Top of THE DATA

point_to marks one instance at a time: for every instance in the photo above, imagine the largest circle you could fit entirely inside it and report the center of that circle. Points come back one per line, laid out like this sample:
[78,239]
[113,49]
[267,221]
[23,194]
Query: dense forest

Bottom of THE DATA

WHAT THIS TASK INVOLVES »
Could you retype every record above exactly as it appears?

TASK OUTPUT »
point_to marks one instance at a time: for every instance in the photo above, imagine the largest circle you could fit entirely inside it and report the center of that circle. Points come back one per line, laid out like this sample:
[78,239]
[113,49]
[267,221]
[23,194]
Query: dense forest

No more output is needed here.